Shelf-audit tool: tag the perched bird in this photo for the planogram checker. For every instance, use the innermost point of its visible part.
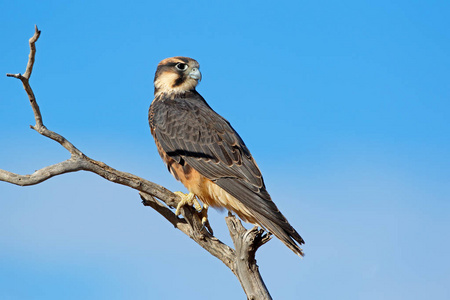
(203, 151)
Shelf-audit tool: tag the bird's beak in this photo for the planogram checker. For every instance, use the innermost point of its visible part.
(195, 73)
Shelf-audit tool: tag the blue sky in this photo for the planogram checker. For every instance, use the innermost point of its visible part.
(344, 105)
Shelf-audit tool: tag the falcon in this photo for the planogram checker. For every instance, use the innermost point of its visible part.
(203, 151)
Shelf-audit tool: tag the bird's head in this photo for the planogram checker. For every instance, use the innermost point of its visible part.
(177, 75)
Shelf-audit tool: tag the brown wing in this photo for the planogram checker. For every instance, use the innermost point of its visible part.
(191, 133)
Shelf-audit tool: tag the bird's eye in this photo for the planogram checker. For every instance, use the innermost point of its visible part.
(181, 66)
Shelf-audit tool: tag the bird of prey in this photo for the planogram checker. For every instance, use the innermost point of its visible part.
(203, 151)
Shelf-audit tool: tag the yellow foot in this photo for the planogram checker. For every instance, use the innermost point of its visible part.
(204, 214)
(187, 199)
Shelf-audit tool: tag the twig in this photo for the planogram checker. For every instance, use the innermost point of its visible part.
(240, 261)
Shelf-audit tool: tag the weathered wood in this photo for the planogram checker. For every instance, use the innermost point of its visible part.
(241, 261)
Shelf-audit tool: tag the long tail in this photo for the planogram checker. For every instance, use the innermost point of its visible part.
(280, 227)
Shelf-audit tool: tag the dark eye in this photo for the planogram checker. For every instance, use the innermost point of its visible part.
(181, 66)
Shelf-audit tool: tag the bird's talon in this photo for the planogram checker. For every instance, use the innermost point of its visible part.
(187, 199)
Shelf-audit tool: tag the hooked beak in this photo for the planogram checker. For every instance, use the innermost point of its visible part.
(195, 73)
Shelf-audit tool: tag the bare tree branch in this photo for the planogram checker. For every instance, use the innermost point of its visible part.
(240, 261)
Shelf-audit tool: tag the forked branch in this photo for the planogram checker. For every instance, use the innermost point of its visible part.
(240, 261)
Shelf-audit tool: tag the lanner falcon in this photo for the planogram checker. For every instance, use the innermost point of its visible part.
(203, 151)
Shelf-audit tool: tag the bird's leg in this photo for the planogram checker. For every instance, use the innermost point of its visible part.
(204, 214)
(187, 199)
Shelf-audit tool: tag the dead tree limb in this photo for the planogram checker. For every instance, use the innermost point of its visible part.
(241, 260)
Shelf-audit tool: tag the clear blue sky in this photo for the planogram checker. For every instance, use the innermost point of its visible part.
(344, 104)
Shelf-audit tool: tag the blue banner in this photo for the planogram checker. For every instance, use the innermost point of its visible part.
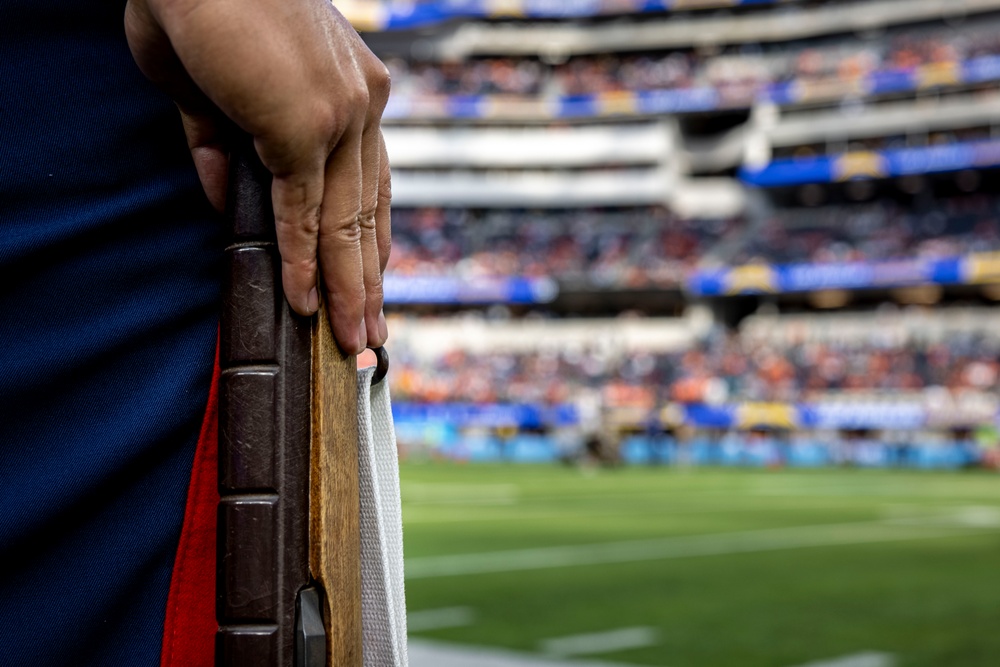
(781, 278)
(829, 415)
(391, 15)
(451, 290)
(693, 100)
(875, 164)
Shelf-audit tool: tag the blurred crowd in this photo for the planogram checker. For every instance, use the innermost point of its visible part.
(879, 230)
(739, 71)
(649, 247)
(619, 248)
(726, 367)
(888, 142)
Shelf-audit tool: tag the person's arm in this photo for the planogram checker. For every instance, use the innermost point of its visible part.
(296, 76)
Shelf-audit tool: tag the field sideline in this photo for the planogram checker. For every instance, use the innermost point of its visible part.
(706, 567)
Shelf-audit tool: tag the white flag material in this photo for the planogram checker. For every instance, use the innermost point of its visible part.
(383, 601)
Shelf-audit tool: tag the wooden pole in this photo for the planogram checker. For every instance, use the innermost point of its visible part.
(334, 500)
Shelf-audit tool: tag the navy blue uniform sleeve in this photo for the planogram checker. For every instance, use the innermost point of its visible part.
(110, 272)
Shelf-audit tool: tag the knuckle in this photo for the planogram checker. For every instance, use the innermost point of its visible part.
(379, 86)
(347, 233)
(357, 98)
(305, 225)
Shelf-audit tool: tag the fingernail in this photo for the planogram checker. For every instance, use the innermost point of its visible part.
(362, 337)
(383, 328)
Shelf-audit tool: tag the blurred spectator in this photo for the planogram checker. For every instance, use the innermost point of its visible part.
(725, 368)
(738, 72)
(624, 248)
(881, 230)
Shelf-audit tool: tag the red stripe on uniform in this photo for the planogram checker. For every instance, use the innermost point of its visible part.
(190, 626)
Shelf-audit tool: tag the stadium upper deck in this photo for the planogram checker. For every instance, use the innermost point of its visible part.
(894, 92)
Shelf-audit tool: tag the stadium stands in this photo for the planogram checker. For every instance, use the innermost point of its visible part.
(547, 155)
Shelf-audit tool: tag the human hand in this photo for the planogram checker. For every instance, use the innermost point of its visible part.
(296, 76)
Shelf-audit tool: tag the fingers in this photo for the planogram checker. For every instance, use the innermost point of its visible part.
(383, 235)
(298, 199)
(371, 159)
(340, 249)
(382, 217)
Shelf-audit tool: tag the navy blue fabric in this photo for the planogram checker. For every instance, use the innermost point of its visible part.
(110, 263)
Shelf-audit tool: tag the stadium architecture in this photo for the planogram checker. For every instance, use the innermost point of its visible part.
(751, 231)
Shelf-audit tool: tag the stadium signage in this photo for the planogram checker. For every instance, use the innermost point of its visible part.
(786, 278)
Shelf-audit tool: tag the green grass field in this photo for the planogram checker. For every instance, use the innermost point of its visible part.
(738, 568)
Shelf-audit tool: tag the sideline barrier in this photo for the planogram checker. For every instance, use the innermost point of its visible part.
(897, 415)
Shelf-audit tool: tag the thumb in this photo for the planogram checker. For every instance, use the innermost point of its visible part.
(205, 140)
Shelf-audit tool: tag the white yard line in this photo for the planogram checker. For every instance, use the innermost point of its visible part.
(600, 642)
(866, 659)
(437, 619)
(769, 539)
(423, 653)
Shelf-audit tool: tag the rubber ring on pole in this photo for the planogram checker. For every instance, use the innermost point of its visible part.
(381, 365)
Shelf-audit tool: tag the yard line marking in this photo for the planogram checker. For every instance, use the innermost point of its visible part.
(423, 653)
(866, 659)
(768, 539)
(601, 642)
(437, 619)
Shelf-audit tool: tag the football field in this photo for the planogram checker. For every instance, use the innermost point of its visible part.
(706, 567)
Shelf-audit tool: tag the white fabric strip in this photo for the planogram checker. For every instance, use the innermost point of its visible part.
(383, 600)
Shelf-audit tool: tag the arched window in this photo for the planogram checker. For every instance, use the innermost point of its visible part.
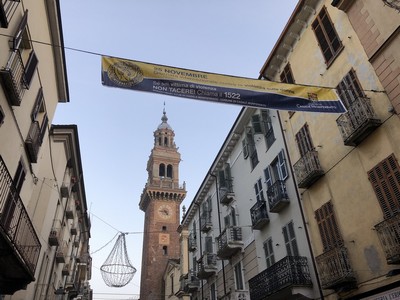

Task goal:
Exact copy, no pictures: reproduce every record above.

Reply to the task:
Shelf-audit tool: tag the perched bird in this photo for the planogram checker. For every instance, use the innermost point of its visible part.
(203, 151)
Shelf-audit tool: tag the bird's beak in this photo for the planogram checker. For every instance, use the innermost point of its visible part.
(195, 73)
Shelf-audit tool: tag the blue sky in this photo for the planogram checker. For every instance, use the innermost point of its visible part.
(344, 105)
Shelf-audit tool: tag the falcon in this photo for the planogram checker. For every instance, use the innermost point of its visible part.
(203, 151)
Shelf-audit tool: tag the bird's head in this photo for the planogram checker. For every instance, use the innermost point of its visible part.
(177, 75)
Shelf-audit tool: tag the brown wing in this photo for the planogram checker. For every instance, use the innermost point of its visible part.
(191, 133)
Shelf-audit tool: tag the bird's eye in this photo for the planogram checker. For every instance, use the innermost point of its visible part.
(181, 66)
Shelf-audit tool: tag the bird of prey in this photo for the planogram checker. For every instance, use the innermost point of its visible part.
(203, 151)
Shelf-audit tool: tag the yellow foot in this photo for the planogram checker. For every instance, use the innermost point of its visible part.
(204, 214)
(187, 199)
Shelf-audit tool: tag the twig in this photo for the planogram checker. For every instance, use the innermost point of its visible part.
(240, 261)
Shelf-audit tool: tag the weathered wood in this photo for the planogram checker. For every instance, use the innermost point of its visible part.
(241, 261)
Shelf-audit tool: tag the long tail in this photo for the planogram checker. For every instance, use the innermost point of its visible part.
(280, 227)
Shelf-audit tool: tag the dark eye in this photo for the planogram checker. For every instance, use the innermost point of its visible part.
(181, 66)
Shelf-audit tool: tag the bird's talon in this photo for the planogram checker. For every instance, use the innermost point of its visible part.
(187, 199)
Shelf-audit tool: tag the hooked beak in this photo for the planogram checker. For every instance, use the innermost point of its visible part.
(195, 73)
Shelf-audit tool: tag the bare tree branch in this photo for the planogram checker. For every instance, use the innermost point of its visible part.
(240, 261)
Shelf-audit tool: tag the forked branch in this photo for the planogram checker. For every instance, use the innermost point of its visible part.
(240, 261)
Shelf-audit tool: tag the lanner falcon in this photo for the planogram checker. For every instance, use the innermost point of its visible part.
(203, 151)
Shelf-audit tool: tag the bird's leg in this photo for the planogram checker. For every instance, use the innermost point of its visible part.
(204, 214)
(187, 199)
Shelf-audit tool: tag the dead tree limb in this photo for the planogram checker. For every instance, use the innermost point of its visible part.
(241, 260)
Shelf-audit tool: tag the clear blue sky in this photo for the planogram checker. For every instance, use the innermost point of its visible part.
(344, 104)
Shelf-audit tool: tag the blue banner in this photo for the planogram checker. For every instance, use the innermost point of its visible part.
(781, 278)
(829, 415)
(391, 15)
(451, 290)
(693, 100)
(875, 164)
Shelf-audit tool: tag the blurred crowd in this photo for the planogram checker. For every instance, use the innermost point of its visible part.
(879, 230)
(739, 71)
(649, 247)
(619, 248)
(726, 367)
(888, 142)
Shelf-audit tool: tag the person's arm in this photo for the planogram checker. For every instance, use the innermost point of its visible part.
(296, 76)
Shelf-audit tool: tag the field sideline in this photo for the planogram checker. For every instance, use the innermost point of its visible part.
(706, 567)
Shelf-audit tool: tag the white flag material in this photo for the planogram checker. For every instance, use the innermost point of its visible part.
(383, 601)
Shelf-audit tool: tag the wooden pole in this photo for the planogram checker. For every instance, use the innermost point of its visible part.
(334, 500)
Shelf-audit tool: tag the navy blue uniform sleeve in this photo for the planogram checker. For every instance, use the innermost point of its visible part.
(110, 272)
Shelf-audit tool: tag the knuckle in this photo for the planogram checker. For every instance, use the innermost point of its visible part.
(379, 86)
(347, 233)
(357, 98)
(305, 225)
Shelf-audit tool: tag the fingernail in this photo for the planogram checker. For every instance, use the innermost point of its visible part.
(362, 337)
(383, 328)
Shelf-audit tool: tag the blurred spectator in this photo for the planogram checker. For every instance, use the innermost point of its visible part.
(725, 368)
(738, 72)
(624, 248)
(881, 230)
Shelf-audit tool: tag the red stripe on uniform in this photo for the planogram checker. For every instance, use the innermost point of its visible part.
(190, 626)
Shelf-audit tool: tag the stadium upper deck in this photo for the planogram checker. For every instance, use the innermost point of its visible part.
(894, 92)
Shelf-audit tool: tag the stadium stands in this photo for the planogram checker. For every instance, use the innermost point of its visible part.
(547, 155)
Shelf-audit tool: tag the human hand in this photo for the planogram checker. For every instance, use the innermost point of its visible part.
(296, 76)
Shelf-audit tool: tag the fingers in this photo for the planogram checker. For every instance, use the innermost point of its visible part.
(383, 235)
(298, 199)
(371, 159)
(340, 249)
(382, 217)
Shelf-audit tool: tag the navy blue fabric in this photo for the planogram checker. For every instance, use the innermost point of its visible part.
(110, 263)
Shelf-audit tool: tag the stadium architecture in this photo for the planogram checker. For every instance, use the innermost point of its visible part.
(751, 231)
Shelf-audit tool: tag the stadium signage in this photo for the planogram checker. For every instance, use the innermost point of its visible part.
(786, 278)
Shelf-audit tool: tag the green grass field in this photo for the planogram checker. For every instance, use the innermost point of its visible part.
(738, 568)
Shelf-audit tool: tag the sideline barrier in this photo for the planogram checker. For every instance, use the innermost point of its visible part.
(897, 415)
Shelf-audit tool: tag the thumb in this photo for the planogram checker. For every instance, use the innermost point of its visible part.
(205, 140)
Shelf-audit tool: tag the white yard line in this photo for the planogram checker. For every instance, use the innermost point of its visible part.
(600, 642)
(866, 659)
(437, 619)
(769, 539)
(423, 653)
Shelf-audit tool: tag the rubber ring on pole in this photo for the planogram checker. For every instance, use the innermost point of its visible part.
(381, 365)
Shelf-audit tool: tag the yard line marking in this photo for the planogram checker. For every instance, use the innermost point of its visible part.
(423, 653)
(866, 659)
(768, 539)
(601, 642)
(437, 619)
Shelf-audit tool: tag the football field in this photo for the planogram checker. For every instance, use the innermost point of its visible part.
(706, 567)
Shelf-audit tool: tag the white fabric strip in this photo for the planogram checker. For every instance, use the innermost point of its visible part.
(383, 600)
Shelf-audit tool: tag the arched window in this photo for the planogram checker. For every instance, use the innermost point of its visible part.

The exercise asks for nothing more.